### Written task
Return every line of the records that contains the word "boxes".

### Data for the task ###

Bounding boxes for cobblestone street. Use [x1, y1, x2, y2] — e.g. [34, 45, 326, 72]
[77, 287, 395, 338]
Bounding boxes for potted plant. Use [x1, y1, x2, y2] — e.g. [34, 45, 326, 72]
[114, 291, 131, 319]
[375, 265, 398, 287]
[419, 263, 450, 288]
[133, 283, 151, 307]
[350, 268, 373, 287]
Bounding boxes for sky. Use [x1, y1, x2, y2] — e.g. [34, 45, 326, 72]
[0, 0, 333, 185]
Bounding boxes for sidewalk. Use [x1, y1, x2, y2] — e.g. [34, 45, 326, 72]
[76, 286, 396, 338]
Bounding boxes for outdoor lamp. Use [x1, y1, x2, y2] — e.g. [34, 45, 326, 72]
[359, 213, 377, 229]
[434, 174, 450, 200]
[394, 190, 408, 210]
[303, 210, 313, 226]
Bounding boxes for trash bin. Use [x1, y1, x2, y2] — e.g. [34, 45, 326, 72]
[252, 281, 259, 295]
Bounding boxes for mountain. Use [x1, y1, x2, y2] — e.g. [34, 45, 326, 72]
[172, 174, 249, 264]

###
### Data for the task ###

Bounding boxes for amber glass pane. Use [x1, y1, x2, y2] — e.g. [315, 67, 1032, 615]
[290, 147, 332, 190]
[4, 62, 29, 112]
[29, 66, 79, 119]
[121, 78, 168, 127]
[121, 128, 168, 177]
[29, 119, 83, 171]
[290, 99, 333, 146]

###

### Exercise response
Bounding boxes for cobblestone street. Use [x1, y1, x2, y2] — e.g. [34, 45, 326, 72]
Bounding boxes for potted plant. Use [x1, y1, x2, y2] — e.g. [34, 45, 326, 72]
Bounding boxes for sky. Use [x1, y1, x2, y2] — e.g. [34, 45, 326, 72]
Bounding boxes for sidewalk. Use [x1, y1, x2, y2] — e.g. [34, 45, 326, 72]
Bounding boxes for outdoor lamp. Use [x1, y1, x2, y2] — e.g. [34, 45, 326, 72]
Bounding boxes for trash bin. Use [x1, y1, x2, y2] — e.g. [34, 45, 326, 72]
Bounding boxes for mountain. Use [x1, y1, x2, y2] — e.g. [34, 45, 326, 72]
Bounding boxes for amber glass pane. Use [x1, y1, x2, y2] — e.g. [315, 67, 1032, 615]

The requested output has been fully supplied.